__Records for this exercise__.
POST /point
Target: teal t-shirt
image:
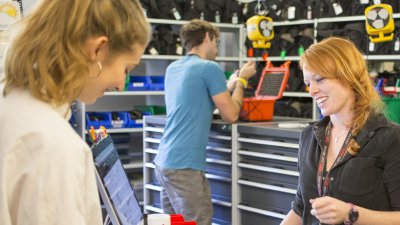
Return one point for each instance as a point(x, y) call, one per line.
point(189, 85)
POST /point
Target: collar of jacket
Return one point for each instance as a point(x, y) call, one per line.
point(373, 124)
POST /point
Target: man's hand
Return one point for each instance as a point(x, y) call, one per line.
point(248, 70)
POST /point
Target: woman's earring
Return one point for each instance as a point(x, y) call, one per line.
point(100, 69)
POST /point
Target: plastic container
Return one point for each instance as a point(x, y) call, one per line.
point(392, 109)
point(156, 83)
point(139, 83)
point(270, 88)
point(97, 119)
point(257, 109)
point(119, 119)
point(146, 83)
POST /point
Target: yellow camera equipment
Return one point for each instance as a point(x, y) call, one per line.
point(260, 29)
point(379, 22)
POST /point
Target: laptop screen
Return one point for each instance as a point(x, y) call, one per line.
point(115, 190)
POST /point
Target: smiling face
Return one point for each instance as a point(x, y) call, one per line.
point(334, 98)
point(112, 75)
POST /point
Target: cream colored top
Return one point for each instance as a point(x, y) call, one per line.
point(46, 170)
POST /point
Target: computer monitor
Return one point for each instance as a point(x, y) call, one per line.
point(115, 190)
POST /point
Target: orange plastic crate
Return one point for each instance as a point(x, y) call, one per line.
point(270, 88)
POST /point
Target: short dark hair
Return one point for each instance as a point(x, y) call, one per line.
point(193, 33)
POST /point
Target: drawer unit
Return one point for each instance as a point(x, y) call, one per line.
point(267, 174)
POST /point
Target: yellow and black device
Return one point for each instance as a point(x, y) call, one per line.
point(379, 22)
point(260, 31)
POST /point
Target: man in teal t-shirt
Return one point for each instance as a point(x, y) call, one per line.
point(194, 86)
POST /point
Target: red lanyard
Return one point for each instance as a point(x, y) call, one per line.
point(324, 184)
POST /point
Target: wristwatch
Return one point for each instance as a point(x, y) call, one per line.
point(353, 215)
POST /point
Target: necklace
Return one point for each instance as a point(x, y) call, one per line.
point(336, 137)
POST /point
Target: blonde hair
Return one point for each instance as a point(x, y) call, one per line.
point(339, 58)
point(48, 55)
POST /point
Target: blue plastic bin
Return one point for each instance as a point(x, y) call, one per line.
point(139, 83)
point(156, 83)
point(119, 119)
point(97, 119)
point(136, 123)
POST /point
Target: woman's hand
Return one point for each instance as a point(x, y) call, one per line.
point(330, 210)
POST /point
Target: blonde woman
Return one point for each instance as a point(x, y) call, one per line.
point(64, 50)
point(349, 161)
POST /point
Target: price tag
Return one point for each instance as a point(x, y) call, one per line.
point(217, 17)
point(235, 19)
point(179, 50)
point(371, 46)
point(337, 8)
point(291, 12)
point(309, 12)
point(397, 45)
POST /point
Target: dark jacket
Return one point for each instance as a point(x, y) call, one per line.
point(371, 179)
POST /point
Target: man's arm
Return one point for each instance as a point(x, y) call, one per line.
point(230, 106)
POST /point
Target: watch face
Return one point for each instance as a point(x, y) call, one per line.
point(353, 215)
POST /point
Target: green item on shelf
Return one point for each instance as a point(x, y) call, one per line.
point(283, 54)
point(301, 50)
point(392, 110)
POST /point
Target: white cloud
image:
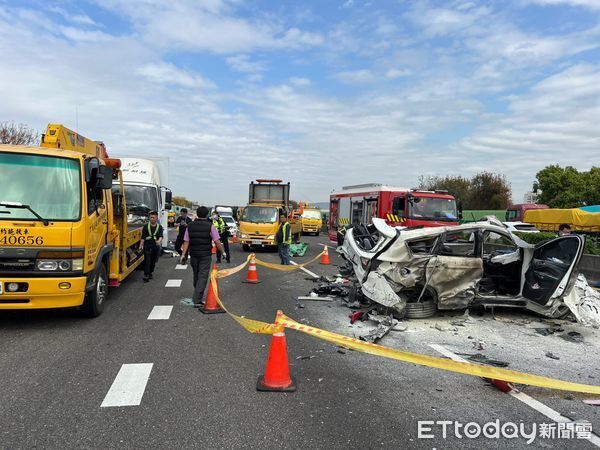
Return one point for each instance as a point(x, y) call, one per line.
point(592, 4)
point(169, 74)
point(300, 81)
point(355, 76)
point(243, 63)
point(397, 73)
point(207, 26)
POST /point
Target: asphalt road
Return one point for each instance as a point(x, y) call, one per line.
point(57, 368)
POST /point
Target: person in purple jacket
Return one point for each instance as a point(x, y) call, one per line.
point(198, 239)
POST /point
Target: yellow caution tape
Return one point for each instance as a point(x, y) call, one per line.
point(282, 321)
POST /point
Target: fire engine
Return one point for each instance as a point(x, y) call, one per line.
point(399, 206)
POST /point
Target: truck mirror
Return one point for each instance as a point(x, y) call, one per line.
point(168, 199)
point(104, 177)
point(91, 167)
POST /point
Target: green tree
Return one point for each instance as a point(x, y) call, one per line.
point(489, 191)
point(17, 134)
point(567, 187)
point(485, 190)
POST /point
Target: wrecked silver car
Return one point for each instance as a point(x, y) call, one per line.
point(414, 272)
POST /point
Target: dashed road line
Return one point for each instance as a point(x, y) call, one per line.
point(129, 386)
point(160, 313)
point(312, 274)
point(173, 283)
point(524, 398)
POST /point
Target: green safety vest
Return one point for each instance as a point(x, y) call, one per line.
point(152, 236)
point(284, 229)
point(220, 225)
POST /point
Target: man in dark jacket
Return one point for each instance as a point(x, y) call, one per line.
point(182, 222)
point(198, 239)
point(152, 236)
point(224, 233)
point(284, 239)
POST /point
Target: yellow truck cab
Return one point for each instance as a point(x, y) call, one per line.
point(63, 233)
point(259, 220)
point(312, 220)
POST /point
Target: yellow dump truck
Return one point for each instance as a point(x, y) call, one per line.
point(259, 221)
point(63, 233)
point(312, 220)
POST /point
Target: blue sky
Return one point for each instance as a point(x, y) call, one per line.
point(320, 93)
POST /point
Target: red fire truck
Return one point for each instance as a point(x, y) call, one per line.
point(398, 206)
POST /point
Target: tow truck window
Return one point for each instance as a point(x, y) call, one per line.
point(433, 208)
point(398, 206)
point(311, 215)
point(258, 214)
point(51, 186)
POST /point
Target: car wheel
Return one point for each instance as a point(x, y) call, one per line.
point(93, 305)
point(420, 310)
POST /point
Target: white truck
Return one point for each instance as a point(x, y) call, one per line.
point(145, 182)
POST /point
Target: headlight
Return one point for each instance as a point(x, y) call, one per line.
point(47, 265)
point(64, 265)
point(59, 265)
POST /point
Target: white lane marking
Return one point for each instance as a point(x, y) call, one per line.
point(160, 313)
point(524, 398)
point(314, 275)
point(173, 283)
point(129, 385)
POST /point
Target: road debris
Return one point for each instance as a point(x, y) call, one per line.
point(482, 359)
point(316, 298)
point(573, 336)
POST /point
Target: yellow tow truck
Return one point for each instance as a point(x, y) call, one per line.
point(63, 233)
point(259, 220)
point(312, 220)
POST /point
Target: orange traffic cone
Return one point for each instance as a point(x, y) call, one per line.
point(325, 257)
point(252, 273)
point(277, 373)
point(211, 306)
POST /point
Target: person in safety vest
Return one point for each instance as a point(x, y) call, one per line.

---

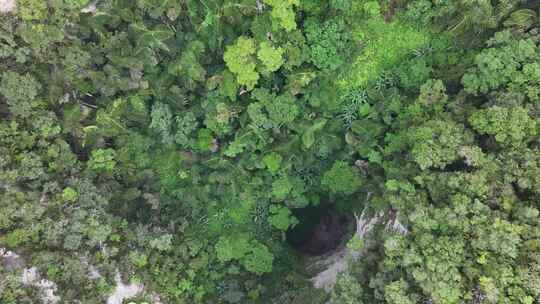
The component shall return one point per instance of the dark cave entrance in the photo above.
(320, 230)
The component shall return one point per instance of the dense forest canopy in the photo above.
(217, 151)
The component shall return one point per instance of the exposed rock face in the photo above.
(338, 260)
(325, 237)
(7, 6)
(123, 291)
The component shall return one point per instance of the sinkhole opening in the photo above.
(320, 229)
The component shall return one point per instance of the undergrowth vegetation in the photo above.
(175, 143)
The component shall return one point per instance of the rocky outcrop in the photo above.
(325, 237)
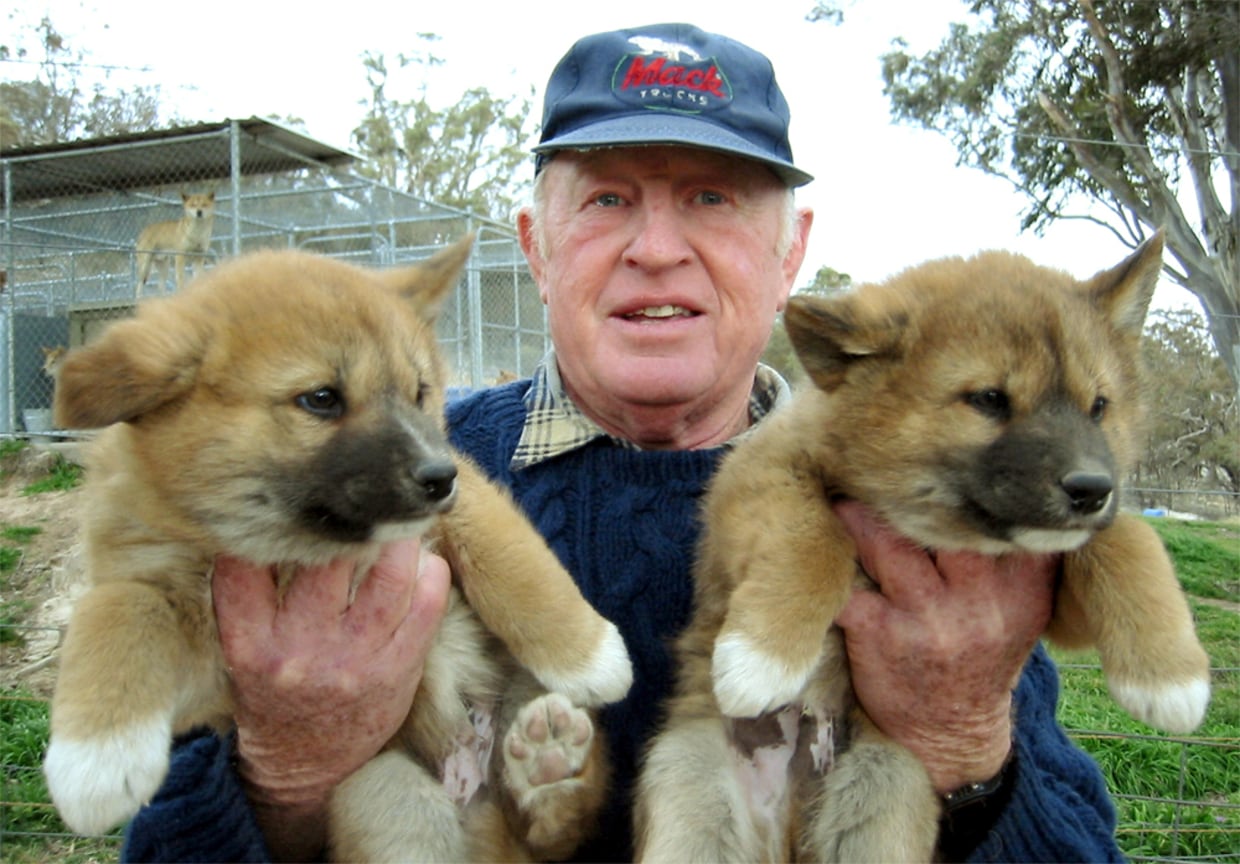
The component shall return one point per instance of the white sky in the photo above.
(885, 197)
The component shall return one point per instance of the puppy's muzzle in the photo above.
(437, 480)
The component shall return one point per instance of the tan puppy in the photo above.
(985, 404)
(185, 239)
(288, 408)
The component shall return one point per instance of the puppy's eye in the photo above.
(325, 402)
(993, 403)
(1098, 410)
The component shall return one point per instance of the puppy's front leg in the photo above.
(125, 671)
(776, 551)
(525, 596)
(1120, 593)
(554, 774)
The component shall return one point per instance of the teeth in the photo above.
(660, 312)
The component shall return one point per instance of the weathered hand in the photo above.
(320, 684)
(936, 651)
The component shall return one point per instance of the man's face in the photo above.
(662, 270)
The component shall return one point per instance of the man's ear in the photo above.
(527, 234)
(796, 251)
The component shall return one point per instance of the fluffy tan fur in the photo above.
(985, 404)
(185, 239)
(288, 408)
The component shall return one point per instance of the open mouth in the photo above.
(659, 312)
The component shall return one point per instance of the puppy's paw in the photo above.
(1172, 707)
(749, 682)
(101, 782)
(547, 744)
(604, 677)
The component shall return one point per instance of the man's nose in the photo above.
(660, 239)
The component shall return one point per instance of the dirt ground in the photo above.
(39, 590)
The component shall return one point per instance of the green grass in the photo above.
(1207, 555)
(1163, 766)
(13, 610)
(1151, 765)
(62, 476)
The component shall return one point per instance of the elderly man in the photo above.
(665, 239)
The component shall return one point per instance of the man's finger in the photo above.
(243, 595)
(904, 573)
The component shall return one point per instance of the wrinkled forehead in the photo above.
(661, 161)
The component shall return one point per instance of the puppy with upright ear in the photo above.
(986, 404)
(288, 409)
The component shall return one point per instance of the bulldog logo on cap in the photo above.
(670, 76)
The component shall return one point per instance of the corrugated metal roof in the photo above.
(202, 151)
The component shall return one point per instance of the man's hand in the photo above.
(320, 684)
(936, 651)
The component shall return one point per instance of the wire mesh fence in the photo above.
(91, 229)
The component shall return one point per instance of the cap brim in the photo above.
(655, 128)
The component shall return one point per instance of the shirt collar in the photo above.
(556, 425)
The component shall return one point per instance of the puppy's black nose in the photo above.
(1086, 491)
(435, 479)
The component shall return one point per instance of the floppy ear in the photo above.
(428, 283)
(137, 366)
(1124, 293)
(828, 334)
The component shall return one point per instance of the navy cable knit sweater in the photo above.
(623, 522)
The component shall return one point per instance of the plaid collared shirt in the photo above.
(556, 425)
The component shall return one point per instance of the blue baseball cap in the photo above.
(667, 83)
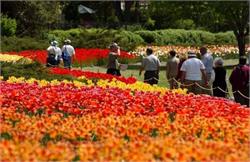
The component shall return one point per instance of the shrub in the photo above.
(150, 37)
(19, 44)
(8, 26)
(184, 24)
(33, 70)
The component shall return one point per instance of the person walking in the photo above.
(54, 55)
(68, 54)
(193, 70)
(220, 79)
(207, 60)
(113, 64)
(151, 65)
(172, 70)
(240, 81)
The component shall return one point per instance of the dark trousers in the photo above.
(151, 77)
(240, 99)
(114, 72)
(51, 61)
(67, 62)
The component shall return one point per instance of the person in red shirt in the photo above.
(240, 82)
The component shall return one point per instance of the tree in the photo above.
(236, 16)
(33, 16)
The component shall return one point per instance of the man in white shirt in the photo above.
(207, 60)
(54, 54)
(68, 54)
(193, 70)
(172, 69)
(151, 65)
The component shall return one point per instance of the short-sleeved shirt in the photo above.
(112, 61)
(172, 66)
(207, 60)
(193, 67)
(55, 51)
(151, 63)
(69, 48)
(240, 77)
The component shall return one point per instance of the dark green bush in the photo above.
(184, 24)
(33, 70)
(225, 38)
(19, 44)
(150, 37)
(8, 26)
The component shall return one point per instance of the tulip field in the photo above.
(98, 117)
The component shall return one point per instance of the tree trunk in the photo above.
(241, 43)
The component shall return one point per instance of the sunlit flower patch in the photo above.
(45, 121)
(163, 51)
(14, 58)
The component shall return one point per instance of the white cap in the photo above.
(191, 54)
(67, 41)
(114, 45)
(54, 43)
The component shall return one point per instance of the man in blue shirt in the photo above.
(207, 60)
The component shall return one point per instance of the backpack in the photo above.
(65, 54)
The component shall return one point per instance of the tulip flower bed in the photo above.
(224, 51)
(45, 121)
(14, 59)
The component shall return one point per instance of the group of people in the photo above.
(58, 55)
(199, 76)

__What to produce__.
Extract each line of the items above that contains the word "jacket". Copy every such line in full.

__Correct response__.
Target: collar of jacket
Target: dark jacket
Target: person in purple jacket
Target: man in dark jacket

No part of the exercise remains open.